## EXERCISE INSTRUCTIONS
Copy the listing that follows exactly. Its pictures do not belong in the copy.

## DATA FOR THIS EXERCISE

******

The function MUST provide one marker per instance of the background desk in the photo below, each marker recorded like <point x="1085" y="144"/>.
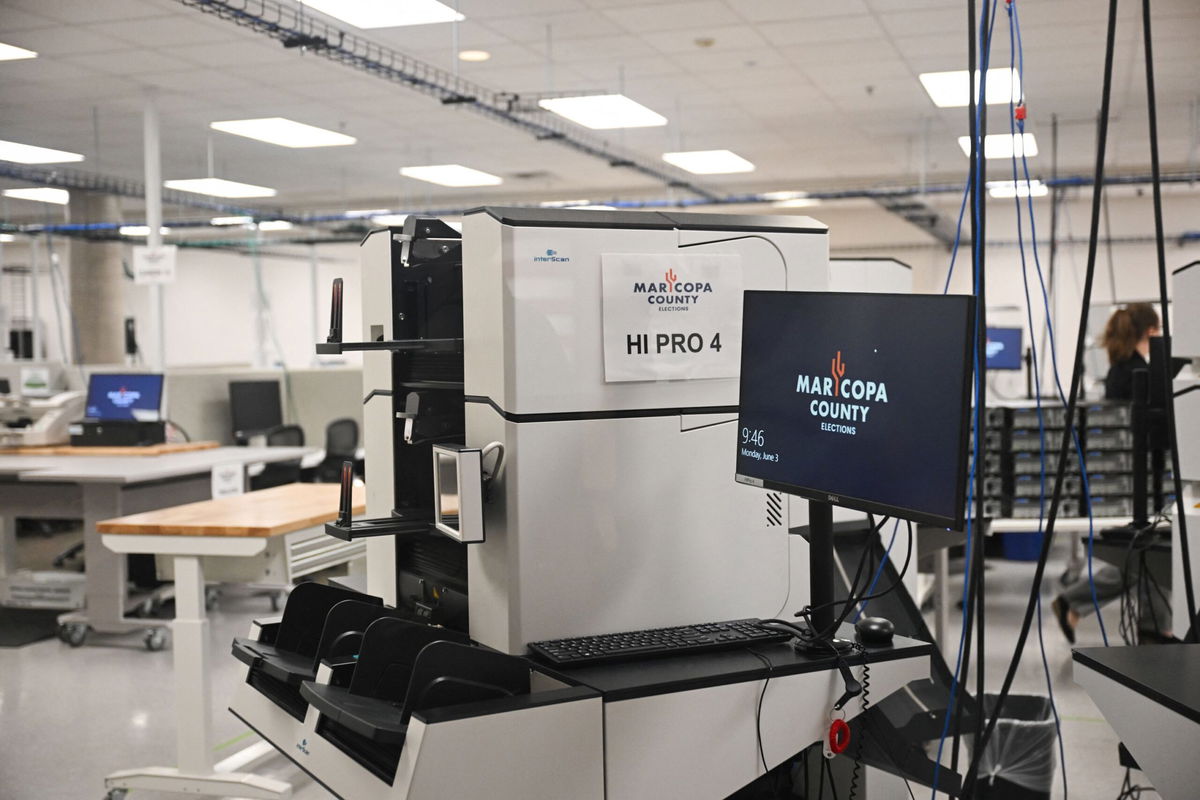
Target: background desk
<point x="1151" y="697"/>
<point x="100" y="487"/>
<point x="237" y="527"/>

******

## EXPECTED ANSWER
The function MUST provide one marker per instance of the background desk in the photo below, each marker recorded like <point x="1085" y="144"/>.
Target: background desk
<point x="1151" y="697"/>
<point x="100" y="487"/>
<point x="237" y="527"/>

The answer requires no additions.